*What is expected:* Recast the data as a Markdown table with the columns "Row" and "Data line," one numbered row per line and no blank lines. Begin at the line that contains "Is it possible to tell me where the hazy" and stop after the final line of the data.

*Bounding box notes for images:*
"""

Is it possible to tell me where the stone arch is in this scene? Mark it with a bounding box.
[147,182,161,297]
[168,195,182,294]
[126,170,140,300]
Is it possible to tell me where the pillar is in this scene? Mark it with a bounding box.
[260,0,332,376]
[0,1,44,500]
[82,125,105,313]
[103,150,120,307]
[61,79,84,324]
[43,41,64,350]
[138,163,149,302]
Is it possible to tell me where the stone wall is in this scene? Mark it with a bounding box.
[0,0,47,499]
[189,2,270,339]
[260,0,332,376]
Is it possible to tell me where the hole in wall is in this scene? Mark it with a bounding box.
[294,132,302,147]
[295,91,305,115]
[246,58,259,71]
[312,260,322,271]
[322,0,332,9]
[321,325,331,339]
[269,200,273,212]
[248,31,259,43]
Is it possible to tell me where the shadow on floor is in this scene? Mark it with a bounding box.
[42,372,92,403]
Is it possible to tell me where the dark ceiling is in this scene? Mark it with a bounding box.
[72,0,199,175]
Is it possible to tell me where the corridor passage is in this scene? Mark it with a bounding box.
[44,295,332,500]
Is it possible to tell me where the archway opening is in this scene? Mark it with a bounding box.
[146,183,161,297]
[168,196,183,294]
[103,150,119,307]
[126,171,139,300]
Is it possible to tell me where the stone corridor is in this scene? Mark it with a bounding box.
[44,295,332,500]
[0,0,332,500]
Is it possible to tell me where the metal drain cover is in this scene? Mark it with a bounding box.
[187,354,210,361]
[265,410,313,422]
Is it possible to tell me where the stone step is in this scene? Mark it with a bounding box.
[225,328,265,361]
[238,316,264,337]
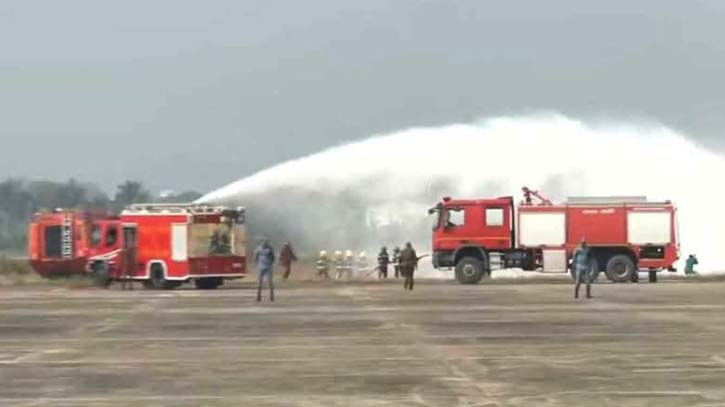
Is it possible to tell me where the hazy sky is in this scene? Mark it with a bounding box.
[0,0,725,192]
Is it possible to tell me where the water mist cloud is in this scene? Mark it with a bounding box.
[199,115,725,270]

"""

*Solved problem:*
| Row | Data line |
|---|---|
| 1 | Is it possible to tell me where the hazy sky is in this scene? Mark it with a bounding box. |
| 2 | [0,0,725,192] |
| 3 | Is it possible to tell me where the water mist cloud is in this scene? Mark it with a bounding box. |
| 4 | [199,115,725,270] |